Excerpted data START

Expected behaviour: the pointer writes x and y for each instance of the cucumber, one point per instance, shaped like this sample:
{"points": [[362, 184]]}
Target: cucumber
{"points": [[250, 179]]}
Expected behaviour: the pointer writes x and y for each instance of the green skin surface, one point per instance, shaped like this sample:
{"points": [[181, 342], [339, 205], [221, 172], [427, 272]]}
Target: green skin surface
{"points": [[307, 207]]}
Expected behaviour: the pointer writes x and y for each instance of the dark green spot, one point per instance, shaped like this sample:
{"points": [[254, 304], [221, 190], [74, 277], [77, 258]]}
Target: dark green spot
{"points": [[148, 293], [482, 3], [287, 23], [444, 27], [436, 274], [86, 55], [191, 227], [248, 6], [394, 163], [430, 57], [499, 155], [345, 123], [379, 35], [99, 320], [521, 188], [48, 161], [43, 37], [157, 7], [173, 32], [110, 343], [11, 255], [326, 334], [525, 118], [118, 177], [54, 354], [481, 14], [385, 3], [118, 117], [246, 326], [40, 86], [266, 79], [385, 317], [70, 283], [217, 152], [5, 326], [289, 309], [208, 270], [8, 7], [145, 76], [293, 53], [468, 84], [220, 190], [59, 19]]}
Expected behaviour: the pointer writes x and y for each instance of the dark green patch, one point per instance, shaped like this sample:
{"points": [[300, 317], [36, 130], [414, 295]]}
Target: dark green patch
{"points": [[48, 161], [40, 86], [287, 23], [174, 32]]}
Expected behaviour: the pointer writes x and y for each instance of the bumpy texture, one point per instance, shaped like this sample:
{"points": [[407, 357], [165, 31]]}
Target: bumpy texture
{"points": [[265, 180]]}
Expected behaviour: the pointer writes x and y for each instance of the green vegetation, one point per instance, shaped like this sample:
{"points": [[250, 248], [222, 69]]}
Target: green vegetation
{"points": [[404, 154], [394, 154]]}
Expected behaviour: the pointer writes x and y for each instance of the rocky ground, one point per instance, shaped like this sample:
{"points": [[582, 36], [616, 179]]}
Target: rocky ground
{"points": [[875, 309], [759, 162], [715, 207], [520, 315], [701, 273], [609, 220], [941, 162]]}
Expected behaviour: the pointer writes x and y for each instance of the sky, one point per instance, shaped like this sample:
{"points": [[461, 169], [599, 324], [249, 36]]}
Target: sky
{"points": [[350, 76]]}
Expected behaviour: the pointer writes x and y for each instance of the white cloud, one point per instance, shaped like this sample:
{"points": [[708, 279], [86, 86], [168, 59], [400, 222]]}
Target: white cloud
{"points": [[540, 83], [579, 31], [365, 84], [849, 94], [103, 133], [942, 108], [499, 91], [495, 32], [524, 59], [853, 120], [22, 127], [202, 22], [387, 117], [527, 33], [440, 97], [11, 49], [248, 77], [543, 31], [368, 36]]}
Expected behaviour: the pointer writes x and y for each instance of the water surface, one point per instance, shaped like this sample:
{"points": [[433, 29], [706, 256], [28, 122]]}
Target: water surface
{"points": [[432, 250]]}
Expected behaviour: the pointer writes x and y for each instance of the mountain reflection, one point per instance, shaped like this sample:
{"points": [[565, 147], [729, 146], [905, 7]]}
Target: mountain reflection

Excerpted data END
Excerpted data START

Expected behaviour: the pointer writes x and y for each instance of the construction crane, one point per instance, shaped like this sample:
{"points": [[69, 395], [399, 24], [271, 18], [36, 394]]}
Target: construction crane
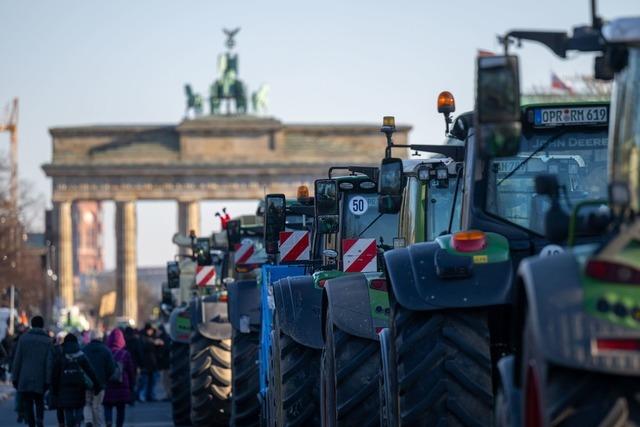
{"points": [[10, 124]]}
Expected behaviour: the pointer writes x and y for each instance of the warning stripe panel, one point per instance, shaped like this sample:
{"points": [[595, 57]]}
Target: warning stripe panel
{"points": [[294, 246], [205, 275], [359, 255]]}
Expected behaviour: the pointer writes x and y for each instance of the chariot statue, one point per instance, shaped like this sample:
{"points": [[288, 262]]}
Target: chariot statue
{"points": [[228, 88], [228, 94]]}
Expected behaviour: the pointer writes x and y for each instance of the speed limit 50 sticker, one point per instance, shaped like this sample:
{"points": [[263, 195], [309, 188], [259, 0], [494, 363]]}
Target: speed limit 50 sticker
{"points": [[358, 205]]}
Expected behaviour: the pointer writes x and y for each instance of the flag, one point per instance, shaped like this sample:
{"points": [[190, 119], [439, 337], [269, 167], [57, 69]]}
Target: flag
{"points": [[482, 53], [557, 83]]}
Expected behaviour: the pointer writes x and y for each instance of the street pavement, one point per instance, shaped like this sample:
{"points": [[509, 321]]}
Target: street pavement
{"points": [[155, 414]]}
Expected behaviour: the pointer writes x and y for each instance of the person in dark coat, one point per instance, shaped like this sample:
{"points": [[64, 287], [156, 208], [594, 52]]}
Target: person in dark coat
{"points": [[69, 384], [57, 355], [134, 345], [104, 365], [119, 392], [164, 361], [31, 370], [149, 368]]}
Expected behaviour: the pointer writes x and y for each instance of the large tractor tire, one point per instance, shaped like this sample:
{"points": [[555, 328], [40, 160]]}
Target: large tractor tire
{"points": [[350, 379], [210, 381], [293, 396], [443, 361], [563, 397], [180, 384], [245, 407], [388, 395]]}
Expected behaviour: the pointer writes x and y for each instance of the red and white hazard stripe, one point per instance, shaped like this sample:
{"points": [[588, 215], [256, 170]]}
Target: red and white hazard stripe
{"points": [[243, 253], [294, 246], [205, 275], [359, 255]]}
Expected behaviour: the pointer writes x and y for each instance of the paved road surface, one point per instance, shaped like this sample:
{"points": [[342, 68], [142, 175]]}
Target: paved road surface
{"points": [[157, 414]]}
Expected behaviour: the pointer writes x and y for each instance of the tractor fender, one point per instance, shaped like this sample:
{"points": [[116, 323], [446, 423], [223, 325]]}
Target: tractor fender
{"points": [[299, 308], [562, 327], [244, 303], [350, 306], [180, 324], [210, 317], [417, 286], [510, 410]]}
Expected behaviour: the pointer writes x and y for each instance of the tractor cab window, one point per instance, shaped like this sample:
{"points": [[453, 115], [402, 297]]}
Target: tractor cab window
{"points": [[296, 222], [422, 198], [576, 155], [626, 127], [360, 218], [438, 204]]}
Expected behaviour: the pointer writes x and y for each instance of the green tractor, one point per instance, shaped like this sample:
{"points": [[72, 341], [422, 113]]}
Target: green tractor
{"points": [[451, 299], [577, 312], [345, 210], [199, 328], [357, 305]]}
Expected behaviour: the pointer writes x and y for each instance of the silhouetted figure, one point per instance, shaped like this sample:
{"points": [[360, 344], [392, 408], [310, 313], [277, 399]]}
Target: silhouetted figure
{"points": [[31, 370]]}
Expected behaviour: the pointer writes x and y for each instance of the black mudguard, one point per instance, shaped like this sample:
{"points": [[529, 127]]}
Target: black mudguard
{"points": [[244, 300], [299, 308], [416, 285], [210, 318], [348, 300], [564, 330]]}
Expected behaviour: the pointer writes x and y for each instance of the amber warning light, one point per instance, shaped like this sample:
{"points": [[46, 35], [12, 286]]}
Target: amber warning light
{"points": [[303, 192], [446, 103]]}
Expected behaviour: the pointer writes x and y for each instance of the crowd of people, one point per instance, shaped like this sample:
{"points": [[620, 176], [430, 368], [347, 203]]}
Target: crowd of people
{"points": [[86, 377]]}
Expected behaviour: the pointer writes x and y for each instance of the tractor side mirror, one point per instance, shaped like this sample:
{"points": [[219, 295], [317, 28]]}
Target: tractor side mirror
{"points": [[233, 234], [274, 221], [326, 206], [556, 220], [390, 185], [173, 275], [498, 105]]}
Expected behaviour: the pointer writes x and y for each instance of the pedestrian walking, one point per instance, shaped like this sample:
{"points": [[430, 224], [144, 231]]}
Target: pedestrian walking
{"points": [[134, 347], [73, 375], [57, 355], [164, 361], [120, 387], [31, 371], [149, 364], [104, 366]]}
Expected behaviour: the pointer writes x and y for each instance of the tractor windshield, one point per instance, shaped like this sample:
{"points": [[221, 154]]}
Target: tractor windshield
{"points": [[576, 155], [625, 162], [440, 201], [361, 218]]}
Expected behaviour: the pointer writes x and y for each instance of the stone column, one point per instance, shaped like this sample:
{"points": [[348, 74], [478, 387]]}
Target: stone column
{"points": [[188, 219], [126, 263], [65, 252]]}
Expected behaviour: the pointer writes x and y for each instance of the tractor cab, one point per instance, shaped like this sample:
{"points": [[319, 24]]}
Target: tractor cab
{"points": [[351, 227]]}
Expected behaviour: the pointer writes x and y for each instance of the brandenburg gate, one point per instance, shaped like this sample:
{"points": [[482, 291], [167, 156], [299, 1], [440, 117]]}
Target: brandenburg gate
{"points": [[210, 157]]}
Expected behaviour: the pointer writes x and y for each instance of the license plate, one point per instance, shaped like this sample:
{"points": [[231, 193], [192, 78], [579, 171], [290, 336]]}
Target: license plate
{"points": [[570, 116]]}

Excerpted data END
Excerpted data START

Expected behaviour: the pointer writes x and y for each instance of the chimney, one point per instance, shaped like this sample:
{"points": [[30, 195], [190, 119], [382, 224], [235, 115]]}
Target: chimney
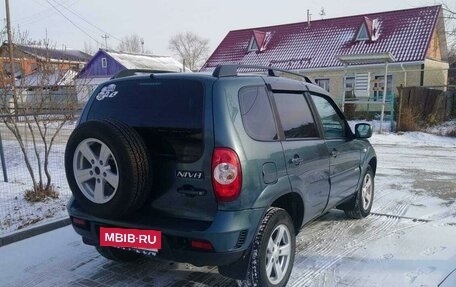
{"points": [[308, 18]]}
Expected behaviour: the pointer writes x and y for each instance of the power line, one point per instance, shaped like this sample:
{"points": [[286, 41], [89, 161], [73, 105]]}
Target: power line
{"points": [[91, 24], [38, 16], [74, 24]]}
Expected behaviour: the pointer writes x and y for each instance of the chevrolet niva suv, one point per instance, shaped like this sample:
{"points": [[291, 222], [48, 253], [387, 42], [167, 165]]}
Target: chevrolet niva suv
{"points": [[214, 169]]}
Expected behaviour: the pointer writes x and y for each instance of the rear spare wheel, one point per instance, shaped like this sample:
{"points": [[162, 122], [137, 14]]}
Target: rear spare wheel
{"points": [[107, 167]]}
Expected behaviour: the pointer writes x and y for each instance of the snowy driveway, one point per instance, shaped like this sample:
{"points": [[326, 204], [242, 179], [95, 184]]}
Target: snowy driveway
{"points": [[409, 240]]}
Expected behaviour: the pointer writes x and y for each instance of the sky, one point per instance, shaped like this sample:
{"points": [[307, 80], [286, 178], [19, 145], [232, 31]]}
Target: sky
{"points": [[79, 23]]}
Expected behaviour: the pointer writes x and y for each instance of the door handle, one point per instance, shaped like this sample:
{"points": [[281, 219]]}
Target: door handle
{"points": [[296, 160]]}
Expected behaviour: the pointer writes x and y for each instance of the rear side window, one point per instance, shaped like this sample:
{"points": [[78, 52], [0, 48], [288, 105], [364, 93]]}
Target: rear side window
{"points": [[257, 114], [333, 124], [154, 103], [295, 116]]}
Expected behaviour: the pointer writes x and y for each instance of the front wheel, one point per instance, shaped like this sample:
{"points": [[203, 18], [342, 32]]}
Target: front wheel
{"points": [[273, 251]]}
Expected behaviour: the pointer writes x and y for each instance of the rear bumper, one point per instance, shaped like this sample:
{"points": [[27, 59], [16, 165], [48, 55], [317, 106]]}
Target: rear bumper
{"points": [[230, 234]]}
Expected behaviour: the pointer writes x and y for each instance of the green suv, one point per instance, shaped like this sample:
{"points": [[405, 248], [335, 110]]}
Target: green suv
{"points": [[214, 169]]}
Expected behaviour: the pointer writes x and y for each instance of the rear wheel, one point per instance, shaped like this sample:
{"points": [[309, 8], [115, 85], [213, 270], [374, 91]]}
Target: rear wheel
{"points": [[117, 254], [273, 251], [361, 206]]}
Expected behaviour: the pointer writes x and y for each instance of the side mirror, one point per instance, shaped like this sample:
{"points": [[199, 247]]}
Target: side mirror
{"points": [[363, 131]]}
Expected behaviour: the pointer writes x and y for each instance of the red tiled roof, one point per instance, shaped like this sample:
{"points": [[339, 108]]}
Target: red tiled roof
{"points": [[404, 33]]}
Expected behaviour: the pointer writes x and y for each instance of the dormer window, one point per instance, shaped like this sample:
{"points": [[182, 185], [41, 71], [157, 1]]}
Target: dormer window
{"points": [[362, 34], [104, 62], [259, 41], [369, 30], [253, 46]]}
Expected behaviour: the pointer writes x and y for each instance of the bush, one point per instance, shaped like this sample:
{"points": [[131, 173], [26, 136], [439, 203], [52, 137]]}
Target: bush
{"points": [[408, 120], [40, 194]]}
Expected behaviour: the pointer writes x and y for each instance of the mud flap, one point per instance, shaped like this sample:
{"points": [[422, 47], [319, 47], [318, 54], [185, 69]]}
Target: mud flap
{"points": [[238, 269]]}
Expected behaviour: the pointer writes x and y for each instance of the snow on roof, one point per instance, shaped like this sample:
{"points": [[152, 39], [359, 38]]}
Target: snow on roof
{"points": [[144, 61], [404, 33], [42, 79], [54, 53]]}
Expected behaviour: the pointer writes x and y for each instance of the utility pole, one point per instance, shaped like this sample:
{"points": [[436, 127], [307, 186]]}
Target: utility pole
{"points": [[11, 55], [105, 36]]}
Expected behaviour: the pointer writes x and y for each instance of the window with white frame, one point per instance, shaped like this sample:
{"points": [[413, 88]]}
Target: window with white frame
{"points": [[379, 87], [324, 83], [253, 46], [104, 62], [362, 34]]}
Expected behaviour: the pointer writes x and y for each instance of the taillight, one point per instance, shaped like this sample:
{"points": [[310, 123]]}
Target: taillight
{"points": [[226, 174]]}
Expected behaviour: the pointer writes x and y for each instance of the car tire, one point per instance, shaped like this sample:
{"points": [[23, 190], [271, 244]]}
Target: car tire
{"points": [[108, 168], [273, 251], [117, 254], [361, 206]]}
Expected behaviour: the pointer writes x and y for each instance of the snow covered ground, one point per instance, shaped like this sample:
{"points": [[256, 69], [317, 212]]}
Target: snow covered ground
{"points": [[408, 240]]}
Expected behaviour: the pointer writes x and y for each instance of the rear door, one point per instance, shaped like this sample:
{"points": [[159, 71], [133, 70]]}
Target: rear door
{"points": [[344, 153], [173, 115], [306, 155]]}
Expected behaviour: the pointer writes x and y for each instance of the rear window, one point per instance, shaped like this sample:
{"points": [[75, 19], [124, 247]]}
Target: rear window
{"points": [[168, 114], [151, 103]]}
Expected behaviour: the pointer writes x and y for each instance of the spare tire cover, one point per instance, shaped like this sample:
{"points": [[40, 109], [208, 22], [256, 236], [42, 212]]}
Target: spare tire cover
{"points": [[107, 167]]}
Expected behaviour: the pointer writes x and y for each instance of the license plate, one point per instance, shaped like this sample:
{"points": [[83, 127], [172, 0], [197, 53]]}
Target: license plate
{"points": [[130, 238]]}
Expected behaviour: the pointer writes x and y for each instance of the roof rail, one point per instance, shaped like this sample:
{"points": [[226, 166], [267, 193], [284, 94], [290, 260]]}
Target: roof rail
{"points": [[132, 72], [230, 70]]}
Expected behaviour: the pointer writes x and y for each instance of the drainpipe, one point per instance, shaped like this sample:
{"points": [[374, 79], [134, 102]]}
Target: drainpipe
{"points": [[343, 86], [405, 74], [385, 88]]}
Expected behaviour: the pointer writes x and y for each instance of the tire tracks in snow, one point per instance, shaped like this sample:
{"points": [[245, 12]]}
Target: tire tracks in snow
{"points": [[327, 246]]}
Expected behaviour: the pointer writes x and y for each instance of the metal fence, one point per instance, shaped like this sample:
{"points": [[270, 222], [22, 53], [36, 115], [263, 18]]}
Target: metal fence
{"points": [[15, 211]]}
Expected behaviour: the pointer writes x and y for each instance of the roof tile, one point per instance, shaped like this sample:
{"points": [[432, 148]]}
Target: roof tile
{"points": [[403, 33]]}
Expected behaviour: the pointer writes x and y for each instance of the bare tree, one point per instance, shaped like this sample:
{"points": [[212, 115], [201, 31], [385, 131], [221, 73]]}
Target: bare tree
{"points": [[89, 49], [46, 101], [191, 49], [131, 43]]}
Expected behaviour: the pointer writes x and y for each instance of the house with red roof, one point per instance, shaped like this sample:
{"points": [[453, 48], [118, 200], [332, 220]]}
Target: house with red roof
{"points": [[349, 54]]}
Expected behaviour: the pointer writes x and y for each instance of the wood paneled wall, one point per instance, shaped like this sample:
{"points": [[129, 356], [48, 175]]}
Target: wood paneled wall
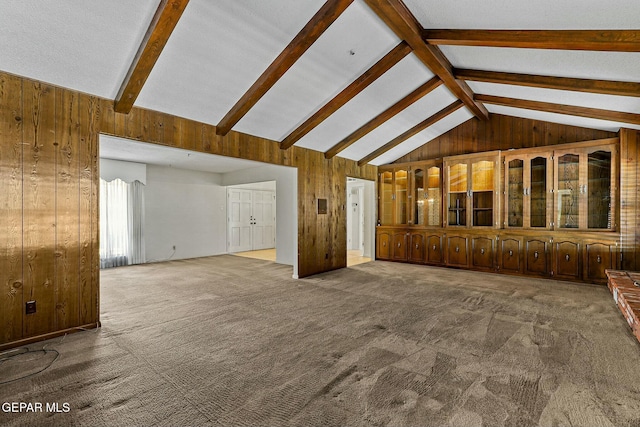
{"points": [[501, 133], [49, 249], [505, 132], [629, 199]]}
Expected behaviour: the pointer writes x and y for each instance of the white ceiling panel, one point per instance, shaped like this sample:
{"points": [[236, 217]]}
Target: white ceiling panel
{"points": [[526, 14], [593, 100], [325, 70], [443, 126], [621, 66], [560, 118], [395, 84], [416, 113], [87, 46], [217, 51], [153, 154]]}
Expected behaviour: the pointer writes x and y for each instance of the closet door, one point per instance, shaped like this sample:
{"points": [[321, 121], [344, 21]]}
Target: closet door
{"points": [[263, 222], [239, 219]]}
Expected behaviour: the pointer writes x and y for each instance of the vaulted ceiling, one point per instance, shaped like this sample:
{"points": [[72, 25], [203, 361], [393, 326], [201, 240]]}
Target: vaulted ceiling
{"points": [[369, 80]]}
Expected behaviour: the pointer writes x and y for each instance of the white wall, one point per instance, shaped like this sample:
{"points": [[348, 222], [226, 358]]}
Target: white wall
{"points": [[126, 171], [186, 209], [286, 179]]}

Excerpted data END

**Try it:**
Read through the entries above, and wherever a line holds the string "mountain", copy it.

**Completed exercise:**
Expected behaviour: the pointer writes x and y for each instance of the mountain reflection, one point per instance, shaped like this sample:
Target: mountain reflection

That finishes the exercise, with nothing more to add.